Stated exercise:
Quote, without any change, the line that contains "Place one keypoint on each instance of the white collared" and all lines that follow it to the end of the data below.

-- START Data for processing --

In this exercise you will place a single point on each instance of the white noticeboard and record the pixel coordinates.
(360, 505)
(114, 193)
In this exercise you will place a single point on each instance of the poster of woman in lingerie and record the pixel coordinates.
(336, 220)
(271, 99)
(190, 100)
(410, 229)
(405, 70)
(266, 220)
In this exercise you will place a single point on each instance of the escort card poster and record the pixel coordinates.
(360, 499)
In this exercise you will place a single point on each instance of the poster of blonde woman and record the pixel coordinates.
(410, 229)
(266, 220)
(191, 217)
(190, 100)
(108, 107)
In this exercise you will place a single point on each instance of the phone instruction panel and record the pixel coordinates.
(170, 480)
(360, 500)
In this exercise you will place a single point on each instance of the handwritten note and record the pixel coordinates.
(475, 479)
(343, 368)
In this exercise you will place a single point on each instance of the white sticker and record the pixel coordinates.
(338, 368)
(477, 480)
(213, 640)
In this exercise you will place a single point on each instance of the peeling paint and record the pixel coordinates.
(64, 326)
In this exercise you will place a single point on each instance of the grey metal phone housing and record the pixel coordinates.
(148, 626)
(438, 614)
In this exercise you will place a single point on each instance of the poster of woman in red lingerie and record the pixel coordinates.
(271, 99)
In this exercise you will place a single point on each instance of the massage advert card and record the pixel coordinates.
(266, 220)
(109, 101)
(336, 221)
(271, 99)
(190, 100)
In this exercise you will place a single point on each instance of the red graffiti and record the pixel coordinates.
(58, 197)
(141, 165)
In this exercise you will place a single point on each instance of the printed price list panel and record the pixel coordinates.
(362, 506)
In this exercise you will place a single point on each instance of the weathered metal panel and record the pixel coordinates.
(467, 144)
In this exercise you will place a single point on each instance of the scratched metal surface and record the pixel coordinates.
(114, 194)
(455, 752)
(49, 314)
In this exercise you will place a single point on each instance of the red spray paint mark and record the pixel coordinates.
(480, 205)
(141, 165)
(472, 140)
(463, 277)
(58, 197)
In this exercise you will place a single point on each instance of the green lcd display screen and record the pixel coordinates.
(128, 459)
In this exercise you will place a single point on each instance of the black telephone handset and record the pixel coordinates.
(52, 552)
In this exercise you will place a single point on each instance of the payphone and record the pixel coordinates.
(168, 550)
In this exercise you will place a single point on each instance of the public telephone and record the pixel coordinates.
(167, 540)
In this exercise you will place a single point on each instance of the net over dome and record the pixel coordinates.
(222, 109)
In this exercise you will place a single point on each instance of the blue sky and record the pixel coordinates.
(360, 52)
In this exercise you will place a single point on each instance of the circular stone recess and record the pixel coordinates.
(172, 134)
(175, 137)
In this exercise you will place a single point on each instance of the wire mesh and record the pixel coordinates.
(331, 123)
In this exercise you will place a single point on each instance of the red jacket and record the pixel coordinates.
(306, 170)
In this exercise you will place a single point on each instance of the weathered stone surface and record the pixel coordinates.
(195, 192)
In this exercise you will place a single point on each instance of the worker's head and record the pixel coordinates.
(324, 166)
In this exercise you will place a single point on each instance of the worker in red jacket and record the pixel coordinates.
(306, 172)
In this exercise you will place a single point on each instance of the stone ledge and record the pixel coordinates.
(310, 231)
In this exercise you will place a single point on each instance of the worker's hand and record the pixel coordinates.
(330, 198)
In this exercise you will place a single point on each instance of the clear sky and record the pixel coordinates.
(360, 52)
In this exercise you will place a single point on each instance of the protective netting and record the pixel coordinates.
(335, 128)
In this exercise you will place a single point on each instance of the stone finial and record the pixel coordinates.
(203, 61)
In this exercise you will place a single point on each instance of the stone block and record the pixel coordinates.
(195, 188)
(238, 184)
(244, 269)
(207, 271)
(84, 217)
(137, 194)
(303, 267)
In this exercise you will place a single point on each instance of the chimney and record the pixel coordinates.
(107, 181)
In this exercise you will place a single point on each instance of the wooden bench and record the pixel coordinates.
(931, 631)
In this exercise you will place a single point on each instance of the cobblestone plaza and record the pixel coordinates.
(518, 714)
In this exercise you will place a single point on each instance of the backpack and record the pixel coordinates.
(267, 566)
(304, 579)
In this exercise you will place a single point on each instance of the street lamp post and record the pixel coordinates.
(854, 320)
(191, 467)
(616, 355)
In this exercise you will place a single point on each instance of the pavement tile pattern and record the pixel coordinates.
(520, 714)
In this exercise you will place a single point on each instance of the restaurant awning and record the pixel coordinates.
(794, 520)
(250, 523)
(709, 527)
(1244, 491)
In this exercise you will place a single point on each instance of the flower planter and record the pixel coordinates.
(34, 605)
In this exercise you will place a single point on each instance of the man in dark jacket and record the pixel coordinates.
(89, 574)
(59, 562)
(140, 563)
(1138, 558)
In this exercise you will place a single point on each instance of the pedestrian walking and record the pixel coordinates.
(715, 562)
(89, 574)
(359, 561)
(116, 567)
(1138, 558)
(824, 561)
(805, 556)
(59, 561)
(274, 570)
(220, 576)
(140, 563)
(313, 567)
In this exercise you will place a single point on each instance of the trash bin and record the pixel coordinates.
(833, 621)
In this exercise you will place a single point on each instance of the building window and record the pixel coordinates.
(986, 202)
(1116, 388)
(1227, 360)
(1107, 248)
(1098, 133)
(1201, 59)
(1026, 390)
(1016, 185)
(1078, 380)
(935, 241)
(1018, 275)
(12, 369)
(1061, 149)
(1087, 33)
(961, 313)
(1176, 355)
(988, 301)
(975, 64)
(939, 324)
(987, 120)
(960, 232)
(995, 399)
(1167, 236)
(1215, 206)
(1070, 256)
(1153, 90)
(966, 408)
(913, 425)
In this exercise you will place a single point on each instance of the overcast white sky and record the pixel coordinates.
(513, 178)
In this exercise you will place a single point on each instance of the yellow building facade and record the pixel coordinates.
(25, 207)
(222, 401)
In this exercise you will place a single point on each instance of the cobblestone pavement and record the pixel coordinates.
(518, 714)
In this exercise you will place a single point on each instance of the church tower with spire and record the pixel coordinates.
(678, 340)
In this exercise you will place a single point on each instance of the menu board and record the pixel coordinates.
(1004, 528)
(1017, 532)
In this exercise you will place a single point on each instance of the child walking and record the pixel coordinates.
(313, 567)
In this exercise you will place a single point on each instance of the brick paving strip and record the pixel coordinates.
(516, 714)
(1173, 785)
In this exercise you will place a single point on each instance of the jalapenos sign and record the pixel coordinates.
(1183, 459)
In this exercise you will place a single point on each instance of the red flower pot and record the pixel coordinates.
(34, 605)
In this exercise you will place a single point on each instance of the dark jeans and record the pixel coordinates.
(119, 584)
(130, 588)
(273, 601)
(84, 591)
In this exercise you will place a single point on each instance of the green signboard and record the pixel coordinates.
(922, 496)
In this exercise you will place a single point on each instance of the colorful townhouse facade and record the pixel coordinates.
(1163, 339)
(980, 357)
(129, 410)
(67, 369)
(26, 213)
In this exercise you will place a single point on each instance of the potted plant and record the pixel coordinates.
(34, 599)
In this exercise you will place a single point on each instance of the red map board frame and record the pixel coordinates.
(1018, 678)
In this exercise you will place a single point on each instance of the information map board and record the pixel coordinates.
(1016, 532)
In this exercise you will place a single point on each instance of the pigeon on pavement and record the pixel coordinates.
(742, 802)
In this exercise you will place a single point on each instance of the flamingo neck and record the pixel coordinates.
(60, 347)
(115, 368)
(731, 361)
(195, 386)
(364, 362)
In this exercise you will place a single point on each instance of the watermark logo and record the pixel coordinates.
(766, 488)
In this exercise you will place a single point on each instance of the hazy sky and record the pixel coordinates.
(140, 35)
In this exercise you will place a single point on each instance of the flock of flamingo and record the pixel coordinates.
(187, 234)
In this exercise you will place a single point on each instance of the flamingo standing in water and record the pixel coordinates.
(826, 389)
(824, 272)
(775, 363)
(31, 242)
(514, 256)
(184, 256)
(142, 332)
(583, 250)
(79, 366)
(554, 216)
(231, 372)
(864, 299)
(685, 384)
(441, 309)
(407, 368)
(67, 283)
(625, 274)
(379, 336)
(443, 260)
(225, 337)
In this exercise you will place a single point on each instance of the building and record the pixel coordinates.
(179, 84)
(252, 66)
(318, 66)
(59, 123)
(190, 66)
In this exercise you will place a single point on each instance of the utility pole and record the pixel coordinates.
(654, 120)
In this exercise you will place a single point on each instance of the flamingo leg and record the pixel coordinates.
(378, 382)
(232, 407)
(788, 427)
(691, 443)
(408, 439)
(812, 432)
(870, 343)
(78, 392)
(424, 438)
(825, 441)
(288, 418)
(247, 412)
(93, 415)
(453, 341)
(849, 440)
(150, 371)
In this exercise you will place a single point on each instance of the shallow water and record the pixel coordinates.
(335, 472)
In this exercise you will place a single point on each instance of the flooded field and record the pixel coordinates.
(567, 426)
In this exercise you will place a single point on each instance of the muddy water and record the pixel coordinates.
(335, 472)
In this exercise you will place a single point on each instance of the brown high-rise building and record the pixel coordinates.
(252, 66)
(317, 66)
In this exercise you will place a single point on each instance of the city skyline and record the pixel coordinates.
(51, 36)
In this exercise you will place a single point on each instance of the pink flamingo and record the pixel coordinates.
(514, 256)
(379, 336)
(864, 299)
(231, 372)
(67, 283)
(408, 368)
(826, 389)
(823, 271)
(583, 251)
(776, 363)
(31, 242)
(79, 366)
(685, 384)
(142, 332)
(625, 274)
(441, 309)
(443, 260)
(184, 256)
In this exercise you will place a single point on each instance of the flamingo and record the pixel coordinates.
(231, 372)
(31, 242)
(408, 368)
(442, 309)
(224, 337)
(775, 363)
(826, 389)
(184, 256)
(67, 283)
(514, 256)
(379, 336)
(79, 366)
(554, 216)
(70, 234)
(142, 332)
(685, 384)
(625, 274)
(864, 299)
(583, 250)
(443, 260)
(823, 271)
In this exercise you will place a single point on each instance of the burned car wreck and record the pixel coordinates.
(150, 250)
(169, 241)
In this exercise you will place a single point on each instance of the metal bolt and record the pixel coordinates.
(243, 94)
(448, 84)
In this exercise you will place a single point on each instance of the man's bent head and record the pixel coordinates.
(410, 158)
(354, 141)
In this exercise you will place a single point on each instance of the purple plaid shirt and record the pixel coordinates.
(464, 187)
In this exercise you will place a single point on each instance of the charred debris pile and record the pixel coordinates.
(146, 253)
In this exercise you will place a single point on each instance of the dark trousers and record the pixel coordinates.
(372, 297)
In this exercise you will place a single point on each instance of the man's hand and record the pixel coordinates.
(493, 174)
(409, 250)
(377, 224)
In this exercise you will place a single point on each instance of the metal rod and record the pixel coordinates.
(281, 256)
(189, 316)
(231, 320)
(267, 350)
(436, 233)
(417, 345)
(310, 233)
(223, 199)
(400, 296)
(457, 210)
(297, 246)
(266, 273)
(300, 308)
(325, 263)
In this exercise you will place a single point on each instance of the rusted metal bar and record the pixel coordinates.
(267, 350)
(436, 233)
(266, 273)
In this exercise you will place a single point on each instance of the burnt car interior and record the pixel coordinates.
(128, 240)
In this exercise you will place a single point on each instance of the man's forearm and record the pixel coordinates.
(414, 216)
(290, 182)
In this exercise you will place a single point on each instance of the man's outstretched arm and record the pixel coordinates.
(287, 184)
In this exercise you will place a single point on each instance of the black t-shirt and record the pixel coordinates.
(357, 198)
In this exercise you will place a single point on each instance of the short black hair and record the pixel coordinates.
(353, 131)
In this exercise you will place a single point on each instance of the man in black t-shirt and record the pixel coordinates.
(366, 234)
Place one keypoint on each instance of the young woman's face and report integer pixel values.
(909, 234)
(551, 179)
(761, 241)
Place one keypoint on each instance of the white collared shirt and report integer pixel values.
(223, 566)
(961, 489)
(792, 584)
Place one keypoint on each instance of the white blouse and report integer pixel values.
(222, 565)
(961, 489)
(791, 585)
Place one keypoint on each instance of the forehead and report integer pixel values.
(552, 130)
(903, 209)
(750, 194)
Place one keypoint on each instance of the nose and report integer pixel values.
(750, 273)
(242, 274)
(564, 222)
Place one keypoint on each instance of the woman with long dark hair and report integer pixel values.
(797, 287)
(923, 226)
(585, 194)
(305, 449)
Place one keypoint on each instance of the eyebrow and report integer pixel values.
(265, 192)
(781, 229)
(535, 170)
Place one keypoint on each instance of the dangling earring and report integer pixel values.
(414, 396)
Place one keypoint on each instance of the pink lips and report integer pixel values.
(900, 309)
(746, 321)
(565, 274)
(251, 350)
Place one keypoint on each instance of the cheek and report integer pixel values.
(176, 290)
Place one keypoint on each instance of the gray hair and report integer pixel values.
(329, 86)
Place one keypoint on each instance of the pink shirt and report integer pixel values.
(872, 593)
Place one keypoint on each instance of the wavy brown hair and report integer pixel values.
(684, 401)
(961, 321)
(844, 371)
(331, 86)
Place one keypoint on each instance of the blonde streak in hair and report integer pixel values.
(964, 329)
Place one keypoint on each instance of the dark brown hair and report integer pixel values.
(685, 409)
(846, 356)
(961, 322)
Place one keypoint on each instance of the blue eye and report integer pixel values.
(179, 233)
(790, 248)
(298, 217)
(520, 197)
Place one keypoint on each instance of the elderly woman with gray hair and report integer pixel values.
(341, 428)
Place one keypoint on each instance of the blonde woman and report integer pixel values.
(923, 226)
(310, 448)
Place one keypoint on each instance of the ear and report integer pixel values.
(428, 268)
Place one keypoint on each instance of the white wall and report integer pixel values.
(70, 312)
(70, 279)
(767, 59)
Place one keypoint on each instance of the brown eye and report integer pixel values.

-- END Data for processing --

Correct response:
Place one keypoint on each instance of the white collared shirt and report integer pixel values.
(223, 566)
(961, 489)
(792, 584)
Place one keypoint on each instance of the white blouse and report integer pixel values.
(222, 565)
(961, 489)
(791, 585)
Place one keypoint on each instance of the forehead and report integer pixel values.
(552, 130)
(903, 209)
(750, 194)
Place one keypoint on each instance of the nose and report integer pixel values.
(750, 273)
(242, 274)
(564, 222)
Place one keypoint on each instance of the woman with long dark hair and report integer pixel values.
(797, 287)
(923, 226)
(585, 194)
(305, 449)
Place one keypoint on each instance of the eyebrow and report integer pixel values.
(265, 192)
(781, 229)
(535, 170)
Place one keypoint on each instance of the dangling earring and report integer pixel values.
(414, 396)
Place one keypoint on each instance of the pink lips and report integer pixel values.
(900, 309)
(746, 321)
(565, 274)
(251, 350)
Place one keypoint on each instance of the cheek and report integer pixel values.
(176, 290)
Place one keypoint on each instance of the gray hair and report integer pixel values.
(329, 86)
Place one keypoint on each instance of the pink shirt and report integer pixel values.
(872, 593)
Place one keypoint on each instance of the wavy brown hair and report integer pixel values.
(684, 401)
(961, 321)
(844, 371)
(331, 86)
Place one keypoint on each instance of the blonde streak in hair and report integer pixel values.
(964, 329)
Place one keypoint on each instance of the dark brown hair and report integer pixel values.
(685, 409)
(846, 356)
(961, 322)
Place one keypoint on each instance of the blue eye and report integer pixel values.
(179, 233)
(790, 248)
(298, 217)
(520, 197)
Place one keypoint on each instance of the elderly woman with gray hair and report integer pixel values.
(341, 428)
Place one keypoint on each instance of the blonde woman and report integer pixel values.
(923, 226)
(310, 448)
Place one keypoint on each instance of the ear and report integer pixel values.
(428, 268)
Place one keypoint on each instance of the white wall and report integer pixel values.
(70, 312)
(70, 279)
(767, 59)
Place one keypoint on each instance of the brown eye and report integer pixel values.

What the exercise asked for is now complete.